### Compito da svolgere
Scrivi il seguito del testo sulle imposte dei frontalieri, partendo subito dopo la sua ultima frase.

### Estratto fornito
++++++++++++++++++++

I tartassati. © Keystone / Jean-christophe Bott

Preoccupa il mondo del lavoro transfrontaliero la possibile soppressione di alcune agevolazioni tributarie nel nuovo accordo bilaterale e delle deduzioni promosse da alcuni partiti ticinesi.

Per le frontaliere e i frontalieri, che devono ancora digerire la nuova tassa sulla salute, si prospetta una nuova tegola. Tra le pieghe del nuovo accordo italosvizzero, che di per sé non dovrebbe comportare aggravi fiscali per la manodopera italiana alla quale si applica il precedente regime fiscale, si cela infatti un tecnicismo che rischia di far aumentare sensibilmente le imposte alla fonte trattenute dai Cantoni.

Secondo quanto viene rilanciato con preoccupazione nei vari social media utilizzati da questa categoria di dipendenti, l’intesa appena entrata in vigore ha infatti soppresso un’agevolazione riservata alle e ai pendolari transfrontalieri con coniuge che lavora in Italia. In sostanza questi – diversamente dal passato in cui il salario del marito o della moglie veniva esentato – saranno inseriti nella categoria di contribuenti con doppi redditi, alla quale viene applicata un’aliquota più alta, con conseguente incremento delle imposte dovute.

++++++++++++++++++++

### Estratto dei dati
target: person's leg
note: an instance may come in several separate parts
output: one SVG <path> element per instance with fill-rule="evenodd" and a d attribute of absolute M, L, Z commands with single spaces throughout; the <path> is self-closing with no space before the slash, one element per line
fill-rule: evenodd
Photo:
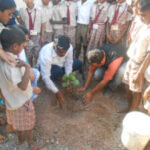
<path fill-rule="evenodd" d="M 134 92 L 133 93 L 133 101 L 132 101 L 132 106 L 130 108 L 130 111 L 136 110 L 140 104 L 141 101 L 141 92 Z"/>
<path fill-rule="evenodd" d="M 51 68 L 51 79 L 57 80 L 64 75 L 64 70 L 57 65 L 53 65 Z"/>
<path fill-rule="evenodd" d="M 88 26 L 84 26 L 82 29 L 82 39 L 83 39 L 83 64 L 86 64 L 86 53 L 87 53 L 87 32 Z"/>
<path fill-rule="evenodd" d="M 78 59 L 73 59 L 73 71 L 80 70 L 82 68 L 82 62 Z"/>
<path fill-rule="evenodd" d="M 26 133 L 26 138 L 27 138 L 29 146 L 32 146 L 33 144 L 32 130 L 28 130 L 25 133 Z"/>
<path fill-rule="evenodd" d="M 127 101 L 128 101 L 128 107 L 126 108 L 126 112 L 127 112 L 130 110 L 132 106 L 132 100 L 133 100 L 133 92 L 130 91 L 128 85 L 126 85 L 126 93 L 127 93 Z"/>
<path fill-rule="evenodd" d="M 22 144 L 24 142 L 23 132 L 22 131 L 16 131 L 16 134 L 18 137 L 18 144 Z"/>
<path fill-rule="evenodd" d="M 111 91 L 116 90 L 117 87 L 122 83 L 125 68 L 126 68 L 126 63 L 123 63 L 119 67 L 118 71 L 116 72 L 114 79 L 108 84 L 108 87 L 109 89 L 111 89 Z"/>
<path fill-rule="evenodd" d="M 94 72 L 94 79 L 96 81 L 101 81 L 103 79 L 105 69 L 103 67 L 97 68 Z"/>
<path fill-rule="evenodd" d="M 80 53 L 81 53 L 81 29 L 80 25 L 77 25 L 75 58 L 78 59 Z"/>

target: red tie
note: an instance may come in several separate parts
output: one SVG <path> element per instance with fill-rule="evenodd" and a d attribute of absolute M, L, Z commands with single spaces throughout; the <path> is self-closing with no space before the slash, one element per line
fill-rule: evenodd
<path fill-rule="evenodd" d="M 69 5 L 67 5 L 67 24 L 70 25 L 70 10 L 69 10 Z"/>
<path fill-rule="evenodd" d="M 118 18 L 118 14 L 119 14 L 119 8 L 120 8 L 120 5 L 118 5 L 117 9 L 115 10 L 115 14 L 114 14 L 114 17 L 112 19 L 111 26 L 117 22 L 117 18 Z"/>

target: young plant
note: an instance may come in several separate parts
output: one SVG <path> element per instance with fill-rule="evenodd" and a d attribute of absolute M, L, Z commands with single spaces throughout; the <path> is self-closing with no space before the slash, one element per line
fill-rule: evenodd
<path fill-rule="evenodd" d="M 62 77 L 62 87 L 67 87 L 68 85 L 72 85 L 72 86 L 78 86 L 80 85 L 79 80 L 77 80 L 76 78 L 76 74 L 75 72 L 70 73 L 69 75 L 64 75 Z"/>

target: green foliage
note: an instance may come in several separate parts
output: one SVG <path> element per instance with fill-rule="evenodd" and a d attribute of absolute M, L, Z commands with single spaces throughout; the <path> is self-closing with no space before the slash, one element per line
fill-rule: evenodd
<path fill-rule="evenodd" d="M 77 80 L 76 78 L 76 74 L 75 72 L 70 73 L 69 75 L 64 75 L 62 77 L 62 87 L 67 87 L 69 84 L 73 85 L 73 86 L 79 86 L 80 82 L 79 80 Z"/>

++++++++++++++++++++

### Risultato dell'esercizio
Non è al momento chiaro l’impatto quantitativo di questo dettaglio, né il numero di persone coinvolte ma è scontato l’incremento dell’onere tributario che, secondo quanto detto al Corriere del TicinoCollegamento esterno da Michele Scerpella, responsabile dell’Ufficio delle imposte alla fonte e del bollo del Canton Ticino, potrebbero persino raddoppiare.

Un’agevolazione che risale a 50 anni fa

L’origine di questa agevolazione risale al 1985 quando venne diminuita, dal 40% al 38,8%, la quota di imposte alla fonte pagate dai frontalieri che venivano riversate dai Cantoni (Ticino, Grigioni e Vallese) all’Italia (ristorni). Questo correttivo all’accordo bilaterale del 1974 era stato concordato per il fatto che molte e molti lavoratori pendolari rinunciavano a rientrare la sera al proprio domicilio in Italia. 

In compenso Roma ha ottenuto che non venissero computati dal fisco elvetico, l’unico a cui era soggetta questa categoria di manodopera residente in Italia, i salari dei loro coniugi. Una clausola che non è stata confermata nella nuova intesa. 

Naturalmente non si sono fatte attendere le reazioni e la polemica è montata, anche perché questo previsto aggravio fiscale va ad aggiungersi alla controversa tassa sulla salute introdotta dalla legge di bilancio del Governo Meloni appena entrata in vigore.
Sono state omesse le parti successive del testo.